Data excerpts: Begin

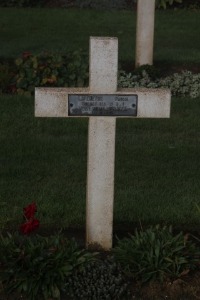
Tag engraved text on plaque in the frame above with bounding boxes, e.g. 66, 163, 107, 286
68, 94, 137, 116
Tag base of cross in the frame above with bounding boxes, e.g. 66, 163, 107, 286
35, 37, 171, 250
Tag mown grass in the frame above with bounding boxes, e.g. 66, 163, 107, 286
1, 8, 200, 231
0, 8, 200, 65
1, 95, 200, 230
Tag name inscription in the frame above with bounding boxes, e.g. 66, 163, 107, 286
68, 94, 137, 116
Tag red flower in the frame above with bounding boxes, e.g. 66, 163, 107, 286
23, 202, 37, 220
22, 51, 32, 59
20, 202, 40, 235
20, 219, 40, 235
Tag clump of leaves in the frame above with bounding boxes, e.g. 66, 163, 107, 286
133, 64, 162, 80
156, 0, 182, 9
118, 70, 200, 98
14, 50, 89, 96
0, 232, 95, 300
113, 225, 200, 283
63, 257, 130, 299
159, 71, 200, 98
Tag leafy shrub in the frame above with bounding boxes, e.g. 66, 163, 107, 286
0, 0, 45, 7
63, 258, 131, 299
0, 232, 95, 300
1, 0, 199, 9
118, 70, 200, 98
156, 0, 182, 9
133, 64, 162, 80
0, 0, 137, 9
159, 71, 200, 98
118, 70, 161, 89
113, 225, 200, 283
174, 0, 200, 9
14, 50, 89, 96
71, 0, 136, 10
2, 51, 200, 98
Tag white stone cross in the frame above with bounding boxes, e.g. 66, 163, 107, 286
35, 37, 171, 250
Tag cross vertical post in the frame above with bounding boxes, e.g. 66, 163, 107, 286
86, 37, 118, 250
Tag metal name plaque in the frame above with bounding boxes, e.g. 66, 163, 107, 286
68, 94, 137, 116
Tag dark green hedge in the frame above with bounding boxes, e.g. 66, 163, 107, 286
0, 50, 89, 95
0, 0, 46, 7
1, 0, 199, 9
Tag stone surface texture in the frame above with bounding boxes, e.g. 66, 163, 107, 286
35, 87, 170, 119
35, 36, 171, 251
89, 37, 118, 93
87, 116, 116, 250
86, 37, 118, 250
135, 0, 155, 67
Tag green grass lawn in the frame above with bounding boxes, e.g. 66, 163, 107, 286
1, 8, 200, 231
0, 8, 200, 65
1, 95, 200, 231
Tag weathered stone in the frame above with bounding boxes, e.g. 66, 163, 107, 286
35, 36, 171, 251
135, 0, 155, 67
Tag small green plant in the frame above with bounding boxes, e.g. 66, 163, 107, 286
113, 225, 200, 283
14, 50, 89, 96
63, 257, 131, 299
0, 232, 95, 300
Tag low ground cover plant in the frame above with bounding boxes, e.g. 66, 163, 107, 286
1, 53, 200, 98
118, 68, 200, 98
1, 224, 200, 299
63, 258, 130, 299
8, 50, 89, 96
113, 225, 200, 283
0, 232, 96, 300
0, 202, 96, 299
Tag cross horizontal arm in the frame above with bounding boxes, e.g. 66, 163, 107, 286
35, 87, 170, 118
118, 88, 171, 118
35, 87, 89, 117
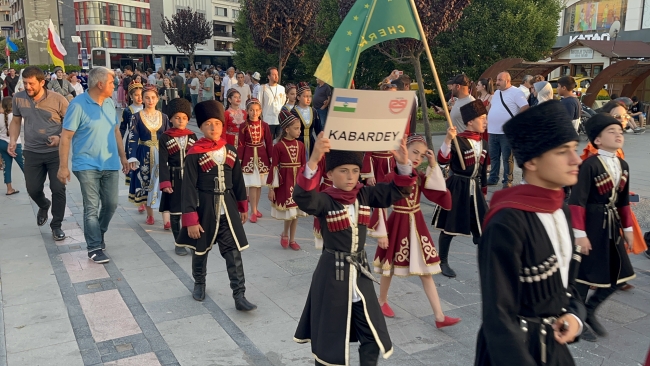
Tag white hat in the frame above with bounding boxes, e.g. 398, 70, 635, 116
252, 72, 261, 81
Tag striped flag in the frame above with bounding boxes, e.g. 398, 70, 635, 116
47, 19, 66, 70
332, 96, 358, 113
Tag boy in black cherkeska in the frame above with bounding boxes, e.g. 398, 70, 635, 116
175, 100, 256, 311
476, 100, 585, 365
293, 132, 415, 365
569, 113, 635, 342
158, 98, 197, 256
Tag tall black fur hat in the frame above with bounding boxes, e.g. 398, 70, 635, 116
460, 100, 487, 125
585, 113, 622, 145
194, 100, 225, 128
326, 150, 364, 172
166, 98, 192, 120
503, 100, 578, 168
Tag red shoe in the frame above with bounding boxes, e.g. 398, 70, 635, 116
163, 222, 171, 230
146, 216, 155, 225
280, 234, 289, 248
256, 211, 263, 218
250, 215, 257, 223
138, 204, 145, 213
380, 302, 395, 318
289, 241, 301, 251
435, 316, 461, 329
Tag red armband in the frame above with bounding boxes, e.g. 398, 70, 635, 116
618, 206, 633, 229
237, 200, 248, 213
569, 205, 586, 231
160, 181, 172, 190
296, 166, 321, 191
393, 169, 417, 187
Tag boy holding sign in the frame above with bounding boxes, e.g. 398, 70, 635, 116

Data excerpts: End

| Directions |
Could you print, word for word, the line containing "Tag red armband" and every line after it through the end of the records, and nothing else?

| Response box |
Tag red armband in the frame above with bounding boxes, e.g. 398, 70, 635, 116
618, 206, 633, 229
237, 200, 248, 213
569, 205, 586, 231
160, 181, 172, 190
296, 166, 321, 191
393, 169, 417, 187
Tag boy holding sign in the frame above with bounding boxes, e.g. 398, 70, 635, 116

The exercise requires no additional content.